Only the lines from the one containing "Target: rifle" through the end of the entries should be repeated, exactly as they appear, first and last included.
=== RECORD EXCERPTS ===
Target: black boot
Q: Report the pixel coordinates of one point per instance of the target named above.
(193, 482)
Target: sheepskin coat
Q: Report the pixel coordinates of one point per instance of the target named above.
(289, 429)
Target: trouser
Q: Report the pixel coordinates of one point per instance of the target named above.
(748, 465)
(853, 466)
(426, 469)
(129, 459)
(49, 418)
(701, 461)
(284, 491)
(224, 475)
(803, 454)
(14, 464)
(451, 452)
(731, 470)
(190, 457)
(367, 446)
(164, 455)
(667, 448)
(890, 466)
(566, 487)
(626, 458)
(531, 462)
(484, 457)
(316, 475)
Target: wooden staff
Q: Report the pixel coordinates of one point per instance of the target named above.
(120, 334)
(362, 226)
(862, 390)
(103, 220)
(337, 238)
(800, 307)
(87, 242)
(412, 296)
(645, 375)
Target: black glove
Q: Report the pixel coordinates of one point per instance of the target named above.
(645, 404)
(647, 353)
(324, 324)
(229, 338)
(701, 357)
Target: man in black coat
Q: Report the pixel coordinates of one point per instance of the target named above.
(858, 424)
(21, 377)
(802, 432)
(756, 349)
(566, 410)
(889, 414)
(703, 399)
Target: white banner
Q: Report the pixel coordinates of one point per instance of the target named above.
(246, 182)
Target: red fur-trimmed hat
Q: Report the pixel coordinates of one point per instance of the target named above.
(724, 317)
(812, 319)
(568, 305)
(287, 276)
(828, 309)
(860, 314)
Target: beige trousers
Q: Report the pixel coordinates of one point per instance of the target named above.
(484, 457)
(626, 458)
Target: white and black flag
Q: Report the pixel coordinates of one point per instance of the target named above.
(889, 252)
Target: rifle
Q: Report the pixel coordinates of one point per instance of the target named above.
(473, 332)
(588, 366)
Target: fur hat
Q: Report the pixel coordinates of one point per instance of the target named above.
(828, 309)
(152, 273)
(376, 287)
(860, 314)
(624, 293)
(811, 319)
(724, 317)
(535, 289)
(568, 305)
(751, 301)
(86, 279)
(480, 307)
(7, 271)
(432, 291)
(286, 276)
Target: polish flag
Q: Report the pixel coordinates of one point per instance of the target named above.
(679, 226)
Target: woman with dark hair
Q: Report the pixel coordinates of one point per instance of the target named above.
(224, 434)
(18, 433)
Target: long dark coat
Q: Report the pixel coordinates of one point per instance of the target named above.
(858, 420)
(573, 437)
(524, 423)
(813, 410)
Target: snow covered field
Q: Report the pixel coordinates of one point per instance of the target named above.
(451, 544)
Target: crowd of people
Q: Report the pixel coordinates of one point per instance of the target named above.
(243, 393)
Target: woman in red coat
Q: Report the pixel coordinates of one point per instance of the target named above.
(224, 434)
===
- [RESULT FOR THIS EXERCISE]:
Target: rifle
Q: Report the pixel coordinates of one point per instance of the target named above.
(473, 332)
(588, 366)
Target: fur hat
Q: Report the pixel coordinates of one point per instance of the target named above.
(828, 309)
(152, 273)
(376, 287)
(860, 314)
(624, 293)
(811, 319)
(724, 317)
(535, 289)
(568, 305)
(751, 301)
(86, 279)
(480, 307)
(7, 271)
(432, 291)
(286, 276)
Target: polish flag
Q: Report the pixel coordinates of one point per instance of the target named above.
(679, 226)
Target: woman with dark hair
Q: Report the pixel coordinates of one point per instance of the target named above.
(224, 434)
(18, 433)
Target: long dark coat
Q: Report the pixel coordinates of one point per instance of the target named above.
(858, 420)
(573, 437)
(524, 423)
(813, 410)
Target: snow covered field
Q: Report the pixel coordinates of one point per instance of the target named above.
(451, 544)
Target: crowd of people
Q: Report the pixel coordinates of one point per instance of the target named above.
(243, 393)
Target: woman in red coat
Q: Report the pixel coordinates of one point per instance of the target named above.
(224, 434)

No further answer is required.